*** Block opens ***

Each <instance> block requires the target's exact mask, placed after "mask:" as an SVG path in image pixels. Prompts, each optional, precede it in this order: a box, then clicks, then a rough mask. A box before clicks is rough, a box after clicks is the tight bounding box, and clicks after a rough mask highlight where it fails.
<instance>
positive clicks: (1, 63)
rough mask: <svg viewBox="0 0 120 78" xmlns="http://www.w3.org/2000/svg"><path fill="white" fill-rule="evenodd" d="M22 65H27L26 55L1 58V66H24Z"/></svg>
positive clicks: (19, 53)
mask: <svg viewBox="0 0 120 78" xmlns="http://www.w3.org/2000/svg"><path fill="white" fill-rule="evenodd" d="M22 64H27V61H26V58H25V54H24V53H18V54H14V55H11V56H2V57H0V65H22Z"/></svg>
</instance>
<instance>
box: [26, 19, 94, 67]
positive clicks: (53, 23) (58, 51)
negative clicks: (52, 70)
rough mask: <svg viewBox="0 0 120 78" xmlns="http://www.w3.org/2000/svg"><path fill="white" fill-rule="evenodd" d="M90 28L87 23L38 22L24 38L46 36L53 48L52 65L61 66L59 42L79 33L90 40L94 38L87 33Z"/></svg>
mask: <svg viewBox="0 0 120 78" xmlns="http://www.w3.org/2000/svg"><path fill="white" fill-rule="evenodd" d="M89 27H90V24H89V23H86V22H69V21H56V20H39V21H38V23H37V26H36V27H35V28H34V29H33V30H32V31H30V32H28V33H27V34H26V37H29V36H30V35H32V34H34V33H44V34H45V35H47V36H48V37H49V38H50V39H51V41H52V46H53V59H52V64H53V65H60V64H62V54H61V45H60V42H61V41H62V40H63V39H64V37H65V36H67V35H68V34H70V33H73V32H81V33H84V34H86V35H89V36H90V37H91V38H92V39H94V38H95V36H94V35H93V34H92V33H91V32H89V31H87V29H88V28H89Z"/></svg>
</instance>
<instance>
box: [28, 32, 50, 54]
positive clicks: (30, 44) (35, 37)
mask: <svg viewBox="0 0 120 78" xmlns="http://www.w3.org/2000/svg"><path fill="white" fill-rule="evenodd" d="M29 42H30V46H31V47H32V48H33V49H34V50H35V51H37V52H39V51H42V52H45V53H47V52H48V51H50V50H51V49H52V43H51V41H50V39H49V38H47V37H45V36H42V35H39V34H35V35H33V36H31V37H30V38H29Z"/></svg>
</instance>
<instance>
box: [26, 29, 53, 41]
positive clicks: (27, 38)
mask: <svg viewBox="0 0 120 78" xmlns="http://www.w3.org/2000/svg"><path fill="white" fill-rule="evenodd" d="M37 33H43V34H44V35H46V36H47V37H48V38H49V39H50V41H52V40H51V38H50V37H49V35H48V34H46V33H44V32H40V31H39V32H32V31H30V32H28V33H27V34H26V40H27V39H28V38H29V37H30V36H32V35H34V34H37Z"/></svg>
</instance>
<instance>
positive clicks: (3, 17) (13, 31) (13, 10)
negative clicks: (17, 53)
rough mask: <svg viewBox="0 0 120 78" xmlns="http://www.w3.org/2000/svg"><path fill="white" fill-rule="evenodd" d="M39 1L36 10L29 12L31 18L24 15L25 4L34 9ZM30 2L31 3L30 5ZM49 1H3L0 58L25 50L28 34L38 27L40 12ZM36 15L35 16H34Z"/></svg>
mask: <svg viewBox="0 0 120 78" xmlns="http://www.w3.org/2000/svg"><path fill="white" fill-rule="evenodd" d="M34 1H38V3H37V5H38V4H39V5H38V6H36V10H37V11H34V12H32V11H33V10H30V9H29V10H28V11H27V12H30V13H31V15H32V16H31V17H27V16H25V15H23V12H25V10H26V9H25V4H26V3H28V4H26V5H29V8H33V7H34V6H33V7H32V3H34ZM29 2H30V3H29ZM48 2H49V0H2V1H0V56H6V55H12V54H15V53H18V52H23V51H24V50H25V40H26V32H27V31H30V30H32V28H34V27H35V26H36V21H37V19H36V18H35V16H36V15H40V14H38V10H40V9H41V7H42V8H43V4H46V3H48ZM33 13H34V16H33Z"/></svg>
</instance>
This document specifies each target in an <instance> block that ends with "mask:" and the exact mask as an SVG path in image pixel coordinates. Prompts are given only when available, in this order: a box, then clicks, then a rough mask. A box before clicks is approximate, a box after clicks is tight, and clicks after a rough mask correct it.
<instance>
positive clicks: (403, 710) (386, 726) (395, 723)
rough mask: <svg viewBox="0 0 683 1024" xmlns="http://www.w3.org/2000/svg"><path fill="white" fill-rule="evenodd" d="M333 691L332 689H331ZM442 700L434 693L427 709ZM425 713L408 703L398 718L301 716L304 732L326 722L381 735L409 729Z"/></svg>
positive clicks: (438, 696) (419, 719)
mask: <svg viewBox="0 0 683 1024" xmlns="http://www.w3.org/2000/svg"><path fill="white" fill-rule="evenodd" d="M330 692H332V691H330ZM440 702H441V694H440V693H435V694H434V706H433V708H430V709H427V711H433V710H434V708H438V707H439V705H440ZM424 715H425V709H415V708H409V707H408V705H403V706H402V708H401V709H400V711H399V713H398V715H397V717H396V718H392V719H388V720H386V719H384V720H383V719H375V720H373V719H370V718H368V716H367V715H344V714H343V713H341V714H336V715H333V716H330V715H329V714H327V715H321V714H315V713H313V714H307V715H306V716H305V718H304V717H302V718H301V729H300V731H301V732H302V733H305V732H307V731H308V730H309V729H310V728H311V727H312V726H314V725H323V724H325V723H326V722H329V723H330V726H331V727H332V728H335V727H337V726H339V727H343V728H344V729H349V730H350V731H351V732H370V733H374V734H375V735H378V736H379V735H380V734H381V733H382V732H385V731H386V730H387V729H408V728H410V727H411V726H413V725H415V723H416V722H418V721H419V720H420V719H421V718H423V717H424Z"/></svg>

*** Block closes ***

(Problem requirements):
Repeat all the lines above verbatim.

(Response for this exercise):
Each <instance> block requires the target's exact mask, placed after "mask:" as an SVG path in image pixels. Prompts, each optional, precede it in this order: a box, then clicks, then a rough mask. A box before clicks is rough, a box after clicks is the tight bounding box, and clicks after a rough mask highlight where it fails.
<instance>
positive clicks: (1, 63)
rough mask: <svg viewBox="0 0 120 78" xmlns="http://www.w3.org/2000/svg"><path fill="white" fill-rule="evenodd" d="M22 65H27L26 55L1 58V66H24Z"/></svg>
positive clicks: (19, 53)
mask: <svg viewBox="0 0 120 78" xmlns="http://www.w3.org/2000/svg"><path fill="white" fill-rule="evenodd" d="M22 64H27V61H26V58H25V54H24V53H18V54H14V55H11V56H2V57H0V65H22Z"/></svg>
</instance>
<instance>
box: [26, 19, 94, 67]
positive clicks: (53, 23) (58, 51)
negative clicks: (52, 70)
rough mask: <svg viewBox="0 0 120 78" xmlns="http://www.w3.org/2000/svg"><path fill="white" fill-rule="evenodd" d="M90 28L87 23L38 22L24 38L46 36L53 48L52 65L61 66L59 42L79 33L90 40L94 38L87 33Z"/></svg>
mask: <svg viewBox="0 0 120 78" xmlns="http://www.w3.org/2000/svg"><path fill="white" fill-rule="evenodd" d="M89 27H90V24H89V23H86V22H69V21H56V20H39V21H38V23H37V26H36V27H35V28H34V29H33V30H32V31H30V32H28V33H27V34H26V37H29V36H30V35H32V34H34V33H44V34H45V35H47V36H48V37H49V38H50V39H51V41H52V46H53V59H52V64H53V65H60V64H62V54H61V45H60V42H61V41H62V40H63V39H64V37H65V36H67V35H68V34H70V33H73V32H81V33H84V34H86V35H89V36H90V37H91V38H92V39H94V38H95V36H94V35H93V34H92V33H91V32H89V31H87V29H88V28H89Z"/></svg>
</instance>
<instance>
box: [28, 32, 50, 54]
positive clicks: (30, 44) (35, 37)
mask: <svg viewBox="0 0 120 78" xmlns="http://www.w3.org/2000/svg"><path fill="white" fill-rule="evenodd" d="M29 42H30V46H31V47H32V48H33V49H34V50H35V51H37V52H39V51H42V52H45V53H47V52H48V51H50V50H51V49H52V43H51V41H50V39H49V38H47V37H45V36H42V35H39V34H35V35H33V36H31V37H30V38H29Z"/></svg>
</instance>
<instance>
box: [26, 29, 53, 41]
positive clicks: (27, 38)
mask: <svg viewBox="0 0 120 78" xmlns="http://www.w3.org/2000/svg"><path fill="white" fill-rule="evenodd" d="M37 33H43V34H44V35H46V36H47V37H48V38H49V39H50V41H52V40H51V38H50V37H49V35H48V34H46V33H44V32H40V31H39V32H32V31H30V32H28V33H27V34H26V40H27V39H28V38H29V37H30V36H32V35H34V34H37Z"/></svg>
</instance>
<instance>
positive clicks: (3, 17) (13, 31) (13, 10)
negative clicks: (17, 53)
rough mask: <svg viewBox="0 0 120 78" xmlns="http://www.w3.org/2000/svg"><path fill="white" fill-rule="evenodd" d="M39 1L36 10L29 12L31 18L24 15L25 4L34 9ZM30 2L31 3L30 5ZM49 1H3L0 58L25 50L28 34L38 27L40 12ZM36 15L35 16H34Z"/></svg>
mask: <svg viewBox="0 0 120 78" xmlns="http://www.w3.org/2000/svg"><path fill="white" fill-rule="evenodd" d="M34 1H38V3H37V5H38V4H39V5H38V6H36V10H37V11H34V12H32V11H33V10H30V9H29V10H28V11H27V12H30V13H31V15H32V16H31V17H27V16H25V15H23V12H25V10H26V9H25V4H26V3H28V4H26V5H29V8H33V7H34V6H33V7H32V3H34ZM29 2H30V3H29ZM48 2H49V0H2V1H0V56H6V55H12V54H15V53H18V52H23V51H24V50H25V40H26V32H27V31H30V30H32V28H34V27H35V26H36V21H37V19H36V18H35V16H36V15H40V14H38V10H40V9H41V7H42V8H43V4H46V3H48ZM33 13H34V16H33Z"/></svg>
</instance>
This document specifies each target in an <instance> block that ends with "mask:" and the exact mask as an SVG path in image pixel coordinates. Prompts are given only when available, in this order: a box, then clicks, then a rough mask. A box before clicks is approximate, a box after clicks is tight, and clicks after a rough mask correct it.
<instance>
positive clicks: (403, 710) (386, 726) (395, 723)
rough mask: <svg viewBox="0 0 683 1024" xmlns="http://www.w3.org/2000/svg"><path fill="white" fill-rule="evenodd" d="M333 691L332 689H331ZM442 700L434 693L427 709ZM425 713L408 703L398 718L301 716L304 732L326 722L381 735L409 729Z"/></svg>
positive clicks: (438, 696) (419, 719)
mask: <svg viewBox="0 0 683 1024" xmlns="http://www.w3.org/2000/svg"><path fill="white" fill-rule="evenodd" d="M330 692H332V691H330ZM440 702H441V694H440V693H435V694H434V706H433V708H430V709H427V711H433V710H434V708H438V707H439V705H440ZM424 715H425V709H415V708H409V707H408V705H403V706H402V708H401V709H400V711H399V713H398V715H397V717H396V718H392V719H388V720H386V719H384V720H383V719H375V720H373V719H370V718H368V716H367V715H344V714H343V713H341V714H336V715H333V716H330V715H329V714H327V715H321V714H315V713H313V714H307V715H306V716H305V718H304V717H302V718H301V729H300V731H301V732H302V733H305V732H307V731H308V730H309V729H310V728H311V727H312V726H314V725H323V724H325V723H326V722H329V723H330V726H331V727H332V728H335V727H337V726H339V727H343V728H344V729H349V730H350V731H351V732H370V733H374V734H375V735H378V736H379V735H380V734H381V733H382V732H385V731H386V730H387V729H408V728H410V727H411V726H413V725H415V723H416V722H418V721H419V720H420V719H421V718H423V717H424Z"/></svg>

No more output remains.